- **EXERCISE REQUIREMENTS**:
**a)** Translate this sentence from the article on tobacco and nicotine into Spanish: "Smoking was already known to kill nearly 500,000 Americans every year and cause 21 diseases, including 12 types of cancer."
**b)** Extend the article on tobacco and nicotine by writing the next few sentences after its final quotation.

- **SELECTED EXTRACT**:

════════════════

Washington Attorney General Bob Ferguson today urged legislative action on bills to regulate vapor products and to raise the legal age for tobacco products to 21, citing new reports underscoring the danger of tobacco and other nicotine products.
A report released today in The New England Journal of Medicine suggests smoking is even worse for people’s health than previously known.
Researchers reviewed health data from nearly 1 million people over 10 years, and the results suggest smoking is the cause of at least 60,000 more deaths per year in the United States and five more diseases than previously understood.
Smoking was already known to kill nearly 500,000 Americans every year and cause 21 diseases, including 12 types of cancer.
Separately, Governor Jay Inslee today unveiled data showing that the use of nicotine vapor products among Washington’s 8th and 10th graders has risen to alarming levels.
“Taken together, these studies demonstrate the urgent need to do more to curb the nicotine epidemic,” Attorney General Ferguson said. “One of the ways we can do that is by moving tobacco and nicotine out of the pipeline that hooks new users in their teens, when their brains are unusually susceptible to nicotine addiction.”

════════════════

- **EXTRACTED INFORMATION**:
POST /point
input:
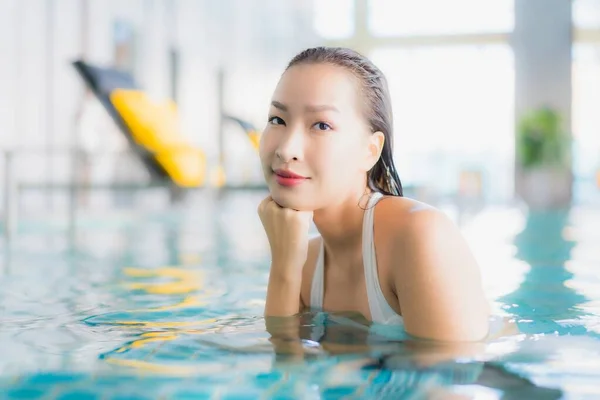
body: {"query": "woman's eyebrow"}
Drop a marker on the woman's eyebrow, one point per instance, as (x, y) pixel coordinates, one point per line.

════════════════

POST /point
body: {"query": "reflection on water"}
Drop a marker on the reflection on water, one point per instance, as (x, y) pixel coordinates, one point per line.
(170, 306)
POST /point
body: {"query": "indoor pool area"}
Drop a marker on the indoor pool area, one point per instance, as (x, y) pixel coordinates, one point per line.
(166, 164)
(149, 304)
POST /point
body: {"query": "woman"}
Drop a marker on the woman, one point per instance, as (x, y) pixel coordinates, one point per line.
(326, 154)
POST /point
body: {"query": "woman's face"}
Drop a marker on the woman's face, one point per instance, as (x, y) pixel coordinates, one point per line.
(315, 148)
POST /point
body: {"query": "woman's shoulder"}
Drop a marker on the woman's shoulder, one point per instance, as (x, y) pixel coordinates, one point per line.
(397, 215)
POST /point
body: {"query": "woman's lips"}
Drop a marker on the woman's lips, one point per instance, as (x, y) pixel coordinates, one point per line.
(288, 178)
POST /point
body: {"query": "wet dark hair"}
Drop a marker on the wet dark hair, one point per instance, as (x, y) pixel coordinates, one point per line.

════════════════

- **ANSWERS IN ORDER**:
**a)** Ya se sabía que fumar mata a casi 500.000 estadounidenses cada año y causa 21 enfermedades, incluidos 12 tipos de cáncer.

**b)**
“The benefits of keeping nicotine out of the hands of teens are obvious,” Ferguson added. “Ninety-five percent of adult smokers start before age 21, and the lifelong health complications and costs to both the individual and the taxpayer are enormous. I hope our Legislature reviews this new information very carefully as they consider a change in our legal smoking age and new restrictions on vapor products.”
In a news conference today to release the new “vaping” data, Governor Inslee also called on the Legislature to pass a bill regulating vapor products that he and the Attorney General have requested. Inslee also endorsed AG Ferguson’s proposed law to raise the legal smoking age to 21. That bill, SB 5494 in the Senate and HB 1458 in the House, received a hearing on February 11, 2015, before the House Committee on Health Care & Wellness.